▶ Exercise brief: Output all of the records below without changing a single character.

---------- Data to process

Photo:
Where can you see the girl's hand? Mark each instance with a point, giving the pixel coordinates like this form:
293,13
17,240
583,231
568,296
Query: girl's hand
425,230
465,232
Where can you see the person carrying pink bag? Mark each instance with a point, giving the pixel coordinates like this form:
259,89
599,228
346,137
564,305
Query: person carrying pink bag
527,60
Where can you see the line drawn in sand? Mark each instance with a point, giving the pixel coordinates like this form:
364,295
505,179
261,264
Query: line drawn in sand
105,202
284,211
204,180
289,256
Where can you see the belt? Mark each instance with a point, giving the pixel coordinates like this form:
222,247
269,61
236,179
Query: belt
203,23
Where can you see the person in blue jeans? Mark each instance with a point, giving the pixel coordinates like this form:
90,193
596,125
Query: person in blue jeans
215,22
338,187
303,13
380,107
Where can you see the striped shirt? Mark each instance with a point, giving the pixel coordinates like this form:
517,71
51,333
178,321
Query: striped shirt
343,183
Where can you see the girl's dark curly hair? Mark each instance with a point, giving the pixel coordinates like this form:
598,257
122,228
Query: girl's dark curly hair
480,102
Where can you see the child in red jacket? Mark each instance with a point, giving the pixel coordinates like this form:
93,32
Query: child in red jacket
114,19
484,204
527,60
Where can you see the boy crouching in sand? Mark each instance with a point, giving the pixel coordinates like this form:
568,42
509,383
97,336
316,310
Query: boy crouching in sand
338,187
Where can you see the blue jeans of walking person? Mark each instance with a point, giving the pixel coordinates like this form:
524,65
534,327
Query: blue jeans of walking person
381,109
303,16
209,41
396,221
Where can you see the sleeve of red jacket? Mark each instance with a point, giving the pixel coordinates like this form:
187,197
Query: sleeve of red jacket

--------------------

▶ Written answer:
Photo:
Where can you see the girl's hand? Mark each instance with a point, giving the pixel coordinates like this form:
293,13
17,240
583,231
568,296
Query: girl's hand
425,230
465,232
Where can you see the person carrying pink bag? Mark each instance with a point, giving the pixel coordinates like this form:
259,89
599,228
346,137
564,305
Query: person carrying pink bag
527,60
Where can you see the line drawn in sand? Mark each instance with a point, giving the pixel coordinates like this form:
364,295
505,179
261,264
Query: line drawn in sand
105,202
284,211
204,180
289,256
Where can you see the belt? Mark each instance with a point, giving the pixel coordinates like this form:
222,247
269,61
236,179
Query: belt
203,23
Where can you see the person in blue jeans? Mark each instance with a point, giving the pixel coordinates like this form:
90,193
596,125
Query: person in blue jeans
215,22
338,187
303,13
380,107
Where can you see the striped shirt? Mark each instance with a point, giving the pixel coordinates like this form:
517,71
51,333
178,321
Query: striped shirt
343,183
Where can you see the girl's dark curly hair? Mark each instance with a point, giving the pixel coordinates like this form:
598,257
122,228
Query: girl's dark curly hair
480,102
Where can you see the child in red jacket? Mark each instance with a point, giving the pixel coordinates like this form:
93,32
Query: child in red jacket
114,19
484,204
527,60
Where can you see the boy crouching in sand? Mark each instance with a point, giving the pixel coordinates like this form:
568,42
509,383
97,336
316,310
Query: boy crouching in sand
338,187
Where can you see the blue jeans of walking person? Mark each instance with a point, giving the pixel coordinates like this form:
524,65
534,327
Query: blue jeans of walking person
381,109
303,16
209,41
396,221
Where can you see the sleeve of red jacket? Mark each instance with a point, giving the pixel coordinates like this form:
187,197
Query: sleeve of red jacket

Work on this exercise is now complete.